# Text block:

Andrzej Kozlowski wrote:
> That was wrong again! Trying to write these loops is so frustrating,
> perhaps I should go back to functional programming... Anyway, I think
> and hope this is now right at last:
>
> g[a_, b_, c_:5] := Block[{y, ls = {}, x, n},
>     Do[ y = 2; While[(y^n - y^2)/((y - 1)*y) < a,
>       Do[If[(x^3 - 1)/(x - 1) == (y^n - 1)/(y - 1) &&
>            x != y, ls = {ls, {x, y, n}}],
>          {x, y^((n - 1)/2), (y^n - y^2)/((y - 1)*y)}];
>         y++], {n, c, b, 2}]; ls]
>
>
> It is certainly not easy to find solutions, though, pretty big
> searches so far have yielded just two, e.g.

# Records supplied:
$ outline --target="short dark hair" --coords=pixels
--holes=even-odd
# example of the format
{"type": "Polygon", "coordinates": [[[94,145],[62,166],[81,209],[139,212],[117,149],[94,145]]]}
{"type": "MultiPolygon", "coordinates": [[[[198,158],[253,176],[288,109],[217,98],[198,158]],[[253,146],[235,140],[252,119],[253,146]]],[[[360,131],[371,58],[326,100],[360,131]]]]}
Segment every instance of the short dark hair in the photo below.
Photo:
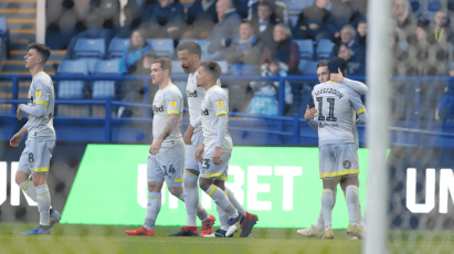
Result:
{"type": "Polygon", "coordinates": [[[319,67],[325,67],[325,66],[328,66],[328,61],[321,61],[321,62],[319,62],[319,63],[317,64],[317,70],[318,70],[319,67]]]}
{"type": "Polygon", "coordinates": [[[28,47],[29,50],[36,50],[38,52],[40,52],[41,57],[43,59],[43,65],[45,64],[45,62],[47,62],[49,57],[51,57],[51,49],[49,49],[49,46],[44,45],[43,43],[30,43],[28,47]]]}
{"type": "Polygon", "coordinates": [[[204,67],[204,70],[214,77],[214,81],[218,81],[218,78],[222,75],[222,68],[215,62],[202,61],[200,66],[204,67]]]}
{"type": "Polygon", "coordinates": [[[169,76],[172,75],[172,62],[170,62],[170,60],[168,60],[168,59],[157,59],[157,60],[154,60],[152,63],[154,64],[155,63],[161,64],[162,71],[168,70],[169,71],[169,76]]]}
{"type": "Polygon", "coordinates": [[[202,57],[202,47],[197,42],[186,41],[177,47],[177,51],[183,51],[183,50],[187,50],[189,54],[199,55],[199,59],[202,57]]]}
{"type": "Polygon", "coordinates": [[[328,72],[329,73],[338,73],[338,68],[347,76],[347,61],[341,57],[332,57],[328,61],[328,72]]]}

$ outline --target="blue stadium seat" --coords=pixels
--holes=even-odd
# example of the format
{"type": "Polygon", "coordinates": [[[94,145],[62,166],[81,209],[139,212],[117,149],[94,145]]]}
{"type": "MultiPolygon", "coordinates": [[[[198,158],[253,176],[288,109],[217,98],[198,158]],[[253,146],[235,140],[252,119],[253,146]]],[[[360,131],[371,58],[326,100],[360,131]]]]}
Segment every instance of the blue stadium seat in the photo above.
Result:
{"type": "MultiPolygon", "coordinates": [[[[87,75],[88,68],[85,60],[63,60],[57,70],[59,74],[87,75]]],[[[59,98],[83,98],[83,81],[60,81],[59,98]]]]}
{"type": "Polygon", "coordinates": [[[114,38],[108,45],[108,57],[122,57],[123,52],[129,46],[129,39],[114,38]]]}
{"type": "Polygon", "coordinates": [[[335,44],[329,40],[320,40],[317,45],[318,60],[328,60],[335,44]]]}
{"type": "Polygon", "coordinates": [[[314,59],[314,41],[313,40],[294,40],[299,47],[299,57],[306,60],[314,59]]]}
{"type": "Polygon", "coordinates": [[[180,45],[181,43],[187,42],[187,41],[193,41],[193,42],[199,43],[200,47],[202,47],[202,54],[208,53],[208,52],[207,52],[207,40],[182,39],[182,40],[180,40],[180,42],[178,43],[178,45],[180,45]]]}
{"type": "MultiPolygon", "coordinates": [[[[98,61],[95,65],[95,74],[119,75],[119,59],[98,61]]],[[[106,98],[115,96],[115,81],[93,82],[93,98],[106,98]]]]}
{"type": "Polygon", "coordinates": [[[0,35],[7,34],[7,17],[0,17],[0,35]]]}
{"type": "Polygon", "coordinates": [[[173,40],[171,39],[147,39],[148,44],[158,56],[173,59],[173,40]]]}
{"type": "Polygon", "coordinates": [[[104,59],[106,54],[106,43],[104,39],[80,38],[74,46],[76,59],[97,57],[104,59]]]}

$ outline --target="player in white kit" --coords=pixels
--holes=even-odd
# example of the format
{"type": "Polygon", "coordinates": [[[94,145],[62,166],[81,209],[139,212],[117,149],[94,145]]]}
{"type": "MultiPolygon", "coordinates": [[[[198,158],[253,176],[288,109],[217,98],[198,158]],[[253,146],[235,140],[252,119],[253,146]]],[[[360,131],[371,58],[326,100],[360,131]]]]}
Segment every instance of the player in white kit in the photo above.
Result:
{"type": "Polygon", "coordinates": [[[51,77],[43,72],[44,64],[51,56],[51,51],[42,43],[29,44],[24,56],[25,67],[33,76],[29,89],[27,105],[18,106],[18,119],[27,114],[29,121],[10,140],[12,147],[29,133],[19,160],[15,182],[34,202],[40,212],[40,225],[22,234],[51,234],[51,227],[59,222],[60,213],[51,207],[51,194],[47,188],[47,172],[55,147],[55,130],[53,127],[55,94],[51,77]],[[32,174],[32,180],[30,180],[32,174]]]}
{"type": "MultiPolygon", "coordinates": [[[[334,81],[336,83],[341,83],[346,86],[349,86],[350,88],[352,88],[353,91],[358,92],[360,95],[366,95],[368,92],[368,87],[361,83],[361,82],[357,82],[357,81],[352,81],[349,80],[347,77],[344,77],[342,73],[339,72],[338,73],[329,73],[328,72],[328,61],[323,61],[320,63],[318,63],[317,65],[317,76],[318,76],[318,81],[321,83],[328,82],[328,81],[334,81]]],[[[305,114],[305,118],[306,120],[310,120],[312,118],[314,118],[317,115],[317,109],[314,108],[309,108],[309,105],[307,105],[307,109],[306,109],[306,114],[305,114]]],[[[315,125],[313,125],[315,126],[315,125]]],[[[318,125],[315,126],[315,130],[318,130],[318,125]]],[[[352,128],[352,133],[355,135],[355,144],[359,147],[359,140],[358,140],[358,131],[357,131],[357,126],[356,126],[356,121],[351,121],[351,128],[352,128]]],[[[340,184],[341,190],[344,191],[344,197],[346,197],[346,189],[347,189],[347,184],[346,184],[346,178],[345,177],[337,177],[335,180],[335,188],[332,190],[332,207],[335,207],[336,204],[336,195],[337,195],[337,186],[340,184]]],[[[362,223],[362,222],[361,222],[362,223]]],[[[324,229],[325,229],[325,222],[324,222],[324,216],[323,216],[323,211],[320,209],[320,213],[318,216],[317,222],[308,227],[308,229],[304,229],[304,230],[297,230],[297,233],[307,237],[323,237],[323,233],[324,233],[324,229]]],[[[358,237],[353,236],[351,240],[358,240],[358,237]]]]}
{"type": "MultiPolygon", "coordinates": [[[[169,192],[184,201],[182,173],[184,144],[181,136],[183,97],[172,84],[172,64],[157,59],[151,65],[152,83],[159,86],[152,102],[154,141],[147,160],[148,203],[144,226],[125,231],[128,235],[155,235],[155,223],[161,209],[161,189],[166,181],[169,192]]],[[[197,233],[189,236],[198,236],[197,233]]]]}
{"type": "MultiPolygon", "coordinates": [[[[180,59],[181,67],[183,68],[188,76],[188,84],[186,87],[186,94],[188,97],[189,105],[189,117],[190,125],[188,126],[187,131],[184,133],[183,140],[187,144],[186,147],[186,157],[184,157],[184,174],[183,174],[183,187],[186,192],[186,209],[188,213],[187,226],[196,227],[196,204],[199,203],[199,188],[198,179],[200,174],[201,165],[194,159],[196,150],[203,144],[203,130],[202,126],[193,128],[193,123],[201,116],[201,105],[205,95],[205,91],[197,85],[196,76],[200,66],[200,60],[202,55],[202,49],[197,42],[187,41],[181,43],[178,49],[178,57],[180,59]]],[[[217,80],[217,85],[221,87],[221,82],[217,80]]],[[[225,188],[230,202],[235,207],[235,209],[245,216],[244,222],[242,223],[242,232],[240,237],[246,237],[252,232],[253,226],[258,221],[257,215],[249,213],[240,204],[240,202],[233,195],[233,192],[225,188]]],[[[220,213],[221,226],[228,226],[229,218],[222,211],[219,205],[217,210],[220,213]]],[[[198,214],[203,214],[199,212],[198,214]]],[[[203,210],[204,211],[204,210],[203,210]]],[[[204,213],[207,214],[207,212],[204,213]]],[[[201,236],[211,234],[212,225],[214,224],[214,216],[207,214],[207,218],[202,220],[202,233],[201,236]]],[[[192,229],[193,229],[192,227],[192,229]]],[[[179,232],[175,235],[184,235],[183,232],[179,232]]]]}
{"type": "MultiPolygon", "coordinates": [[[[339,70],[346,73],[347,63],[344,59],[334,57],[328,62],[329,73],[339,70]]],[[[316,85],[313,91],[314,103],[318,116],[308,121],[312,128],[318,129],[319,138],[319,168],[324,182],[321,192],[321,211],[325,222],[324,239],[334,239],[331,229],[331,211],[334,205],[334,189],[337,177],[345,177],[347,184],[346,201],[349,212],[349,226],[347,233],[363,237],[361,225],[361,207],[359,203],[359,161],[358,146],[356,145],[352,121],[356,114],[359,123],[368,120],[366,107],[360,95],[350,87],[328,81],[316,85]]]]}

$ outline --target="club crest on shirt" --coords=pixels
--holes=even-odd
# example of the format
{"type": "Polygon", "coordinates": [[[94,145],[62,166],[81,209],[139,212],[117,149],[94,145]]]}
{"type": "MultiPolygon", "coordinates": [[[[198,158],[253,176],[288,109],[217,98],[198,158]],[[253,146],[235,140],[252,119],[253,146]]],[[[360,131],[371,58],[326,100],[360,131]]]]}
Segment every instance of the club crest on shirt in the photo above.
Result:
{"type": "Polygon", "coordinates": [[[218,99],[217,105],[218,105],[218,107],[224,106],[223,99],[222,98],[218,99]]]}
{"type": "Polygon", "coordinates": [[[172,98],[170,99],[170,107],[176,107],[177,106],[177,99],[172,98]]]}
{"type": "Polygon", "coordinates": [[[41,97],[41,89],[36,89],[35,95],[36,95],[36,98],[41,97]]]}

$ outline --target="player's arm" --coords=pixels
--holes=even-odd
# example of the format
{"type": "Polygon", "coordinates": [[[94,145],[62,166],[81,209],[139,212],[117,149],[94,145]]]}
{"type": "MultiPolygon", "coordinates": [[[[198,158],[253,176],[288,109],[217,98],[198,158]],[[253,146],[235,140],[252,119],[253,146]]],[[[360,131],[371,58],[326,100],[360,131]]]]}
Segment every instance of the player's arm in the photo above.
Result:
{"type": "Polygon", "coordinates": [[[162,129],[162,133],[159,135],[159,137],[151,144],[150,147],[150,155],[156,155],[158,154],[159,149],[161,148],[161,145],[163,140],[166,140],[167,137],[170,136],[170,134],[173,133],[175,128],[180,124],[180,105],[181,105],[181,97],[168,93],[163,95],[163,99],[167,106],[167,114],[169,115],[169,118],[166,121],[166,126],[162,129]]]}

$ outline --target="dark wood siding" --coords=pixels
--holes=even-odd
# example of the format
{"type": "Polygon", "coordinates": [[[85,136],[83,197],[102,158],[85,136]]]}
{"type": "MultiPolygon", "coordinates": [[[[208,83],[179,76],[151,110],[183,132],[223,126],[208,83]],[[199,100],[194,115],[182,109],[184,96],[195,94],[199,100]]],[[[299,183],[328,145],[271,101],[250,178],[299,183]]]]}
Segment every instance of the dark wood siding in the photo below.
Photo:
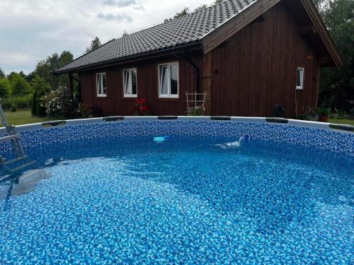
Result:
{"type": "MultiPolygon", "coordinates": [[[[189,52],[187,56],[201,67],[201,51],[189,52]]],[[[103,114],[130,115],[135,106],[135,98],[123,97],[122,70],[137,69],[138,98],[147,100],[149,107],[156,115],[185,115],[186,110],[185,91],[195,90],[196,74],[192,66],[182,54],[140,61],[121,66],[101,69],[80,73],[82,101],[96,105],[103,114]],[[179,98],[159,98],[158,65],[166,62],[179,62],[179,98]],[[105,72],[107,77],[107,98],[97,98],[96,88],[96,73],[105,72]]]]}
{"type": "Polygon", "coordinates": [[[295,98],[299,114],[316,106],[314,51],[299,35],[296,20],[282,3],[264,18],[211,52],[212,114],[267,117],[278,104],[293,117],[295,98]],[[304,85],[295,92],[297,66],[305,69],[304,85]]]}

# Set task 1:
Name every variable that the forum post declares inside the braces right after "Block[".
# Set task 2:
According to the forum post, what kind of programming does the writer think about going back to?

# Correct result 1:
y, ls, x, n

# Correct result 2:
Functional programming.